TASK DIRECTIONS: Rewrite the entries below as a numbered list, leaving out any blank lines.

DATA FOR THIS TASK:
+ + + + + + +
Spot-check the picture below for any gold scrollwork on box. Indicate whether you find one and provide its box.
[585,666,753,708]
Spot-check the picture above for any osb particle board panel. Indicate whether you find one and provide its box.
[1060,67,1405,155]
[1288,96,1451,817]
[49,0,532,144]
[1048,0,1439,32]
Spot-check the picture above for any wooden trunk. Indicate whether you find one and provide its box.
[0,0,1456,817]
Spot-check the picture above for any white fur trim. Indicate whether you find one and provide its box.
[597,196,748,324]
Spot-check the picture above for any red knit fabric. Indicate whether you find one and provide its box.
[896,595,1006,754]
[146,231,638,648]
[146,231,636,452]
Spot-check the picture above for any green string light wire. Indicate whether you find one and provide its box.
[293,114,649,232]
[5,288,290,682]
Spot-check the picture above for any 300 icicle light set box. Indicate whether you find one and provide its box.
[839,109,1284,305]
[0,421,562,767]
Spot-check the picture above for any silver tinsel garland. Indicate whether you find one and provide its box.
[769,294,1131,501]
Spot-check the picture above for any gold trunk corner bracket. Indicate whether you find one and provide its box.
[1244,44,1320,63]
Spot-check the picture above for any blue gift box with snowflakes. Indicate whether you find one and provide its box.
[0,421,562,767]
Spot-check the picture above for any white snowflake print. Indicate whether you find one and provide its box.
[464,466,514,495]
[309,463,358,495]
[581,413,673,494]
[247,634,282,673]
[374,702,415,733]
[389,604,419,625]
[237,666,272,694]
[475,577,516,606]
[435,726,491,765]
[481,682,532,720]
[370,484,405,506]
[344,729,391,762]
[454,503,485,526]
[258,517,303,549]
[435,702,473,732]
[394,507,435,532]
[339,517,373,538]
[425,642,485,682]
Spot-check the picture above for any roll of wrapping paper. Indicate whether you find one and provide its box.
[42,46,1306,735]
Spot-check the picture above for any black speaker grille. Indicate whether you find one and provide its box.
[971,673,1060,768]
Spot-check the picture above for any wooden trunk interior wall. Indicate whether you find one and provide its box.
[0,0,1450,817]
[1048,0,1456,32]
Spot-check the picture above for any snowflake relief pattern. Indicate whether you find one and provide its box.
+ + + + + + +
RESPONSE TO THE EXERCISE:
1. Spot-check the picture below for any gold scrollwork on box. Indicate whether you find one and provide its box.
2. [585,666,753,708]
3. Spot-check the picture above for any osb particle board panel. Indicate whether you find one and provide its box.
4. [1060,67,1405,155]
5. [1288,96,1451,817]
6. [49,0,532,144]
7. [1048,0,1439,32]
8. Spot-check the picture above for any wooden trunk. Indicate whether you find one and provide its box.
9. [0,0,1456,817]
10. Spot-check the picture above for any white fur trim. Indicate whether you find one and provide its box.
11. [597,196,748,324]
12. Spot-check the picture above for any red knit fabric. Indicate whether you find one and provide its box.
13. [896,595,1006,754]
14. [146,231,638,648]
15. [146,231,636,452]
16. Spot-check the picture above for any green string light wire. Indicate whether you find one and provide its box.
17. [293,114,649,232]
18. [5,288,290,682]
19. Spot-check the picture above for any 300 icicle light set box. Indicate whether you find one and provide its box.
20. [839,109,1284,305]
21. [0,421,562,767]
22. Spot-check the picture above for any silver tinsel garland. Indicate whether you find one and provide its box.
23. [769,294,1131,501]
24. Spot-check the picture above for any gold trunk corner bracket. Indicate whether you find one and provide its box.
25. [1244,44,1320,63]
26. Spot-check the picture above for any blue gift box with snowflakes. Indicate whether you find one and provide its box.
27. [0,421,562,767]
28. Spot-check the picture above for any white snowflake print. Indicate whether you find one and provide its box.
29. [464,466,514,495]
30. [309,463,358,495]
31. [581,413,673,494]
32. [247,634,282,673]
33. [374,702,415,733]
34. [389,604,419,625]
35. [237,666,272,694]
36. [475,577,516,606]
37. [435,726,491,765]
38. [481,682,532,720]
39. [370,484,405,506]
40. [344,729,391,762]
41. [454,503,485,526]
42. [258,517,303,549]
43. [435,702,473,732]
44. [394,507,435,532]
45. [339,517,373,538]
46. [425,642,485,682]
47. Spot-check the picture above for any roll of wrapping paper. Indicate whether you find one and provide its box.
48. [42,46,1306,735]
49. Spot-check the picture above for any black speaker grille. Indicate whether you find one and provide its box.
50. [971,673,1060,768]
51. Spot-check the picture above for any wooden trunk interior wall. Indicate whether you find one and provide its box.
52. [0,0,1450,817]
53. [1048,0,1456,32]
54. Spot-check the picture above for any snowflake relief pattern. Indicate whether you find one and provide its box.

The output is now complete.